Selection:
# # # # # # #

Sam Sanders on Reading, Race, and Covering Politics in America
In Conversation With Will Schwalbe On But That's Another Story
Will Schwalbe: Hi. I’m Will Schwalbe, and this is But That’s Another Story. Everywhere I go, I’m always asking people, what are you reading? It can be hard—especially these days—to keep ourselves from making snap judgments about people we come across. When you ask someone what they’re reading, what you’re really asking them is to tell you what makes them curious. What they want to know. Who they are and who they want to become.
A few years ago, I was on a bus between Jefferson City, Missouri and the St. Louis airport. I was sitting next to a conservatively dressed college student—he looked like an athlete wearing his travel suit, or someone interviewing for their first job at a big corporation. Towards the end of the trip, we started chatting. It turned out he was a business and econ major, and an athlete to boot. When I asked him if he was reading anything other than books for school, he lit up and reached into his bag. He wanted to show me. He pulled out two books on bugs—including one on mosquitos that I had actually worked on years before. It just goes to show: pull up a rock and you never know what you might find crawling around underneath. And that’s exactly the sort of surprise I got to talking about recently with today’s guest.
Sam Sanders: My name is Sam Sanders. I am a recovering political reporter who hosts an NPR radio show called It’s Been a Minute.
WS: If you regularly listen to the radio, it probably hasn’t been a minute since you’ve heard Sam’s voice. He first came to NPR in 2009, and was one of the original hosts of the NPR Politics podcast. His latest project, It’s Been a Minute, is a podcast about news, culture, and conversation. Ideas big and small. A voracious reader, he often has authors whose books he admires on his show. Last summer, that book was New People, by author Danzy Senna, which he says made him think differently about race.

# # # # # # #

Recorded information:

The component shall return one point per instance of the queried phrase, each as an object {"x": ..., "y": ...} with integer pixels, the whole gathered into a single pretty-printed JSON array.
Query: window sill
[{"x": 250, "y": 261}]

# # # # # # #

What is asked:
[1] Reproduce the part of the podcast transcript that starts at the words "Sam Sanders on" and stops after the words "want to become.".
[2] Answer these questions from the podcast transcript:
(a) Between which two places was Will Schwalbe riding the bus?
(b) In what year did Sam Sanders first come to NPR?
(c) Which book by Danzy Senna did Sanders feature on his show last summer?
[3] What does the podcast transcript say? Sum it up in two sentences.
Rely only on the podcast transcript for your answers.

Answers for the exercise:
[1]
Sam Sanders on Reading, Race, and Covering Politics in America
In Conversation With Will Schwalbe On But That's Another Story
Will Schwalbe: Hi. I’m Will Schwalbe, and this is But That’s Another Story. Everywhere I go, I’m always asking people, what are you reading? It can be hard—especially these days—to keep ourselves from making snap judgments about people we come across. When you ask someone what they’re reading, what you’re really asking them is to tell you what makes them curious. What they want to know. Who they are and who they want to become.

[2]
(a) Jefferson City, Missouri and the St. Louis airport
(b) 2009
(c) New People

[3] Will Schwalbe says that asking people what they're reading reveals what makes them curious, and he illustrates this with a business and econ student on a bus who eagerly pulled out two books on bugs. His guest, Sam Sanders, came to NPR in 2009 and hosts It's Been a Minute, where he often features authors whose books he admires, such as Danzy Senna's New People.